Со своей стороны, т.н. «старая Европа» — государства-основатели ЕС, прежде всего Франция и Германия, примирение которых положило начало евростроительству, а тесное сотрудничество послужило его мотором, стали всё больше сомневаться в эффективности и целесообразности американской стратегии. Провалы Вашингтона в Ираке, Сомали, Судане, бессилие в урегулировании израильско-палестинского конфликта, неспособность предотвратить распространение ядерного оружия вызвали мощную волну антиамериканских настроений в «третьем мире», особенно мусульманском.
Между тем обрушившееся на США финансовое цунами, положившее начало сильнейшему мировому кризису, со всей очевидностью поставило под вопрос притязания США на роль диктатора, навязывающего миру в качестве образца свою экономическую модель («вашингтонский консенсус»).
Тяжёлый удар по той самой системе ценностей, на стопроцентное воплощение которой претендуют США, нанесли в глазах европейцев ограничение гражданских прав и нарушения прав человека (Гуантанамо, Ирак, «секретные тюрьмы» ЦРУ в Европе и т.д.) в ходе борьбы против международного терроризма.
В результате между американской и европейской моделями общества, объединённых рамками евроатлантических структур, американизацией бизнеса, быта, «массовой культуры», наметилось психологическое размежевание: если основные принципы рыночной экономики и плюралистической демократии остаются для них общими, то по ряду немаловажных ценностных установок налицо многочисленные нюансы.
В устах европейских критиков англо-саксонского «финансового капитализма», его основной порок имел не столько технико-экономическую, сколько ценностную природу.
Топ-менеджеров крупнейших частных корпораций, прежде всего американских, обвиняли в том, что в погоне за многомиллионными бонусами или субсидиями при поступлении на должность и уходе с неё в виде пакетов акций управляемых компаний вне зависимости от их прибыли («золотые парашюты»), руководители шли на безответственные риски в ходе биржевых спекуляций, фальсифицировали отчёты своих компаний, строили дутые финансовые пирамиды, заведомо обречённые на крах. Тем самым подрывалась моральная основа капитализма, построенная на описанной М. Вебером протестантской этике — упорном труде, экономии, жёстком самоограничении, сочетании смелой предпринимательской инициативы с точным расчётом и чувством ответственности — не только индивидуальной, но и социальной — работодателя перед обществом, которая приносилась в жертву безграничной алчности, пропитывающей «общество потребления». «Вскрывая масштабы перекосов финансового капитализма, предоставленного самому себе, его непомерные издержки для общества, кризис продемонстрировал срочную необходимость определения нового кодекса правил, способного предотвратить подобные перекосы в будущем и переместить центр тяжести финансовой системы в сторону её подлинной функции — финансирования реальной экономики», — подчёркивал президент Франции Никола Саркози в октябре 2008 г., когда его страна осуществляла председательские функции в Евросоюзе23.

ПИСЬМЕННОЕ ЗАДАНИЕ A
Подсчитайте строки, содержащие слово «green», и укажите только их количество.
Цитируемый текст и строки являются отдельными, не связанными между собой материалами.

МАТЕРИАЛ ДЛЯ ЗАДАНИЯ
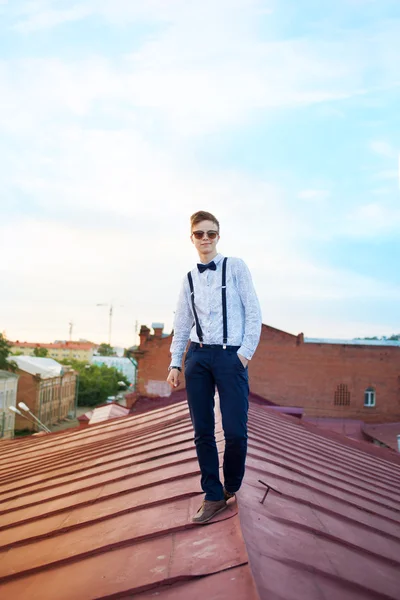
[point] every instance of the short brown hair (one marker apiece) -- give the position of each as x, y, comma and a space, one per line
202, 215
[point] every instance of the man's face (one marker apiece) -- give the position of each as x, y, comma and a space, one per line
205, 245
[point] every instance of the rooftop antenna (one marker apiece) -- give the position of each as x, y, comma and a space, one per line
110, 314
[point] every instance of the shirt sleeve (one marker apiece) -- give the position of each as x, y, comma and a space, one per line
183, 323
252, 310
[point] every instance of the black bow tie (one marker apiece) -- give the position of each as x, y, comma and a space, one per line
212, 266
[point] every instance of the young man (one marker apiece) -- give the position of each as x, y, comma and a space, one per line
218, 311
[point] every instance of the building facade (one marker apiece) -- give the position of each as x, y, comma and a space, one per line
47, 388
8, 397
59, 351
355, 379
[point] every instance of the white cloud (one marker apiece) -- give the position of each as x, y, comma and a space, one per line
105, 150
314, 195
383, 148
373, 219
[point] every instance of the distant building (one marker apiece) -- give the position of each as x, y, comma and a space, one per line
8, 397
153, 357
47, 388
124, 365
351, 379
59, 350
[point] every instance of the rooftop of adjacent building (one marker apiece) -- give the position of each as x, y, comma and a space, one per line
105, 512
7, 375
45, 367
56, 345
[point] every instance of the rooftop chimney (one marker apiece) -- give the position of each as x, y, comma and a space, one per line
158, 329
144, 335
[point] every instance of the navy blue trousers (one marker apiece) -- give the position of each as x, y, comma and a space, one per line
206, 368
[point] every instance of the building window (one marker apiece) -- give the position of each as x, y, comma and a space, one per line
342, 395
369, 397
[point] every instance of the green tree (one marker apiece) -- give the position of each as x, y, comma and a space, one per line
40, 352
96, 382
5, 352
105, 350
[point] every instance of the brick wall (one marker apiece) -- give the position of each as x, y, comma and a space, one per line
289, 372
153, 358
58, 398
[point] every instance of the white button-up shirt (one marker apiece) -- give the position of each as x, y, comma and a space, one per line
243, 310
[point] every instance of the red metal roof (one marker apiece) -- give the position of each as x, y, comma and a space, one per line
334, 530
104, 512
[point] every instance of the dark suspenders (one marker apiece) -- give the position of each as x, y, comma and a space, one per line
224, 312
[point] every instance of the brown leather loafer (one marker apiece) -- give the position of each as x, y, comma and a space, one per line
208, 510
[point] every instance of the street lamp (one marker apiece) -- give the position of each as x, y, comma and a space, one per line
27, 409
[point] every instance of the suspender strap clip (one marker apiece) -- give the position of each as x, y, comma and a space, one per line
224, 311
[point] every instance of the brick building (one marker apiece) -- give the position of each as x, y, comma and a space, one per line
8, 397
355, 379
47, 388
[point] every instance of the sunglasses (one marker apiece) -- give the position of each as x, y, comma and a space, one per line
200, 234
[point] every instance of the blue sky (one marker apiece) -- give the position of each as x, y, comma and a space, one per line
120, 119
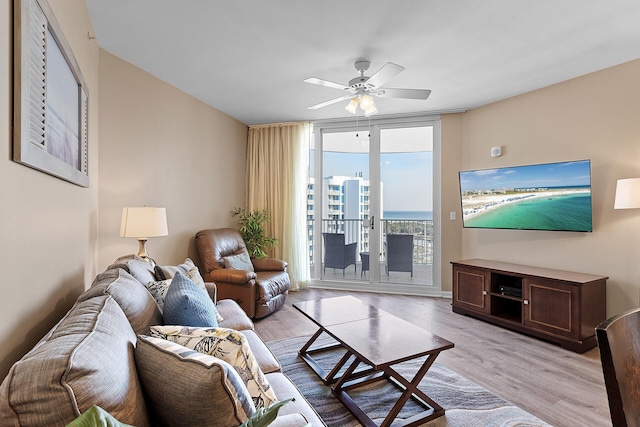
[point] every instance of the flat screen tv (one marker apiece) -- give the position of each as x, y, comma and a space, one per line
550, 196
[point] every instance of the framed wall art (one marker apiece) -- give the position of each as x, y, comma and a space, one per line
50, 97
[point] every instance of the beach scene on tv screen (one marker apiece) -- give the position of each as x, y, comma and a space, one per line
552, 196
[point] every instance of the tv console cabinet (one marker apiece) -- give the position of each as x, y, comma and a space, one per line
559, 306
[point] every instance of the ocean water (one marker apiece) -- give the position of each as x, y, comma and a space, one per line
569, 212
421, 215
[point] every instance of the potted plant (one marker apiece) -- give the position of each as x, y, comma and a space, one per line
251, 228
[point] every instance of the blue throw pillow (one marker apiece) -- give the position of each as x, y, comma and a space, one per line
186, 304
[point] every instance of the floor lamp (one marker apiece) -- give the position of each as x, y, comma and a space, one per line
627, 194
143, 223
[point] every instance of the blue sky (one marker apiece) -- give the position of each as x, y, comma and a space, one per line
543, 175
402, 175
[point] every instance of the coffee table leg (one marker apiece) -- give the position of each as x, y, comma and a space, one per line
304, 353
411, 389
349, 380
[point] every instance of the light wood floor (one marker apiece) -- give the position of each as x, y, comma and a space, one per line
556, 385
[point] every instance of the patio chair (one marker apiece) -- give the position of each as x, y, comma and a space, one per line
400, 253
619, 344
337, 254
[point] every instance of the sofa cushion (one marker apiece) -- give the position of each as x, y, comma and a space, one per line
266, 360
96, 417
228, 345
85, 360
186, 304
233, 315
136, 266
158, 291
238, 262
286, 389
189, 388
133, 298
188, 268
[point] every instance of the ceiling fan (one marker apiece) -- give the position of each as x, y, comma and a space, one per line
360, 89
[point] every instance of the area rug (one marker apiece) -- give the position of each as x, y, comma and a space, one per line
466, 404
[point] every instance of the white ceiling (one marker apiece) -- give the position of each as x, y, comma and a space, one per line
248, 58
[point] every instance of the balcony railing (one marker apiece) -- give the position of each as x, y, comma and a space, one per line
422, 231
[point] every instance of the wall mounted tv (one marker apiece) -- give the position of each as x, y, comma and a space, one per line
551, 196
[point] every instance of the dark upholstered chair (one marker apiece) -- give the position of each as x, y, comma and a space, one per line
400, 253
260, 292
619, 344
337, 254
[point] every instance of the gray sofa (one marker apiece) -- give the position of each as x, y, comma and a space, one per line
98, 354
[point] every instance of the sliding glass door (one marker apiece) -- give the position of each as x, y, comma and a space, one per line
372, 191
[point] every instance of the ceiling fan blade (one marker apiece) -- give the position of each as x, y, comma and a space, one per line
404, 93
333, 101
327, 83
384, 74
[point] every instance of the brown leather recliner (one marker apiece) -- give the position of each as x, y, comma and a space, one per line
259, 293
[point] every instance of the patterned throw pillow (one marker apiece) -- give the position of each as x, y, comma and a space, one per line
238, 262
186, 304
158, 291
228, 345
189, 388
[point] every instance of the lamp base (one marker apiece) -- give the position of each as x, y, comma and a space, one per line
142, 251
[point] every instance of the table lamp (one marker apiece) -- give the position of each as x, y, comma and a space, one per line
627, 194
143, 223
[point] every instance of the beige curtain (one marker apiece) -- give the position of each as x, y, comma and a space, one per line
277, 176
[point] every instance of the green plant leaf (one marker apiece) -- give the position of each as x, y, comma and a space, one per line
251, 228
265, 416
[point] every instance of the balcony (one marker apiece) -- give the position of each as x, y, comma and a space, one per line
421, 258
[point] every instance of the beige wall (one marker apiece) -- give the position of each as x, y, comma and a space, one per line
592, 117
162, 147
48, 227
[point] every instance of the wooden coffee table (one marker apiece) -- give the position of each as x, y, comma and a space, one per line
379, 340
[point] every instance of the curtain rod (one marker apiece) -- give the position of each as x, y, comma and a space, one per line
278, 124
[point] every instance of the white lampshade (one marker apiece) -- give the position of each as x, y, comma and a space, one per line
144, 222
627, 194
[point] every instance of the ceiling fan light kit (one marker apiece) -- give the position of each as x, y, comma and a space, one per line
362, 88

ПИСЬМЕННОЕ ЗАДАНИЕ B
Перепечатайте без изменений фрагмент цитируемого текста, начиная со слов «Между тем обрушившееся» и далее вплоть до слов «против международного терроризма.».

РЕШЕНИЕ ЗАДАНИЯ A
2

РЕШЕНИЕ ЗАДАНИЯ B
Между тем обрушившееся на США финансовое цунами, положившее начало сильнейшему мировому кризису, со всей очевидностью поставило под вопрос притязания США на роль диктатора, навязывающего миру в качестве образца свою экономическую модель («вашингтонский консенсус»).
Тяжёлый удар по той самой системе ценностей, на стопроцентное воплощение которой претендуют США, нанесли в глазах европейцев ограничение гражданских прав и нарушения прав человека (Гуантанамо, Ирак, «секретные тюрьмы» ЦРУ в Европе и т.д.) в ходе борьбы против международного терроризма.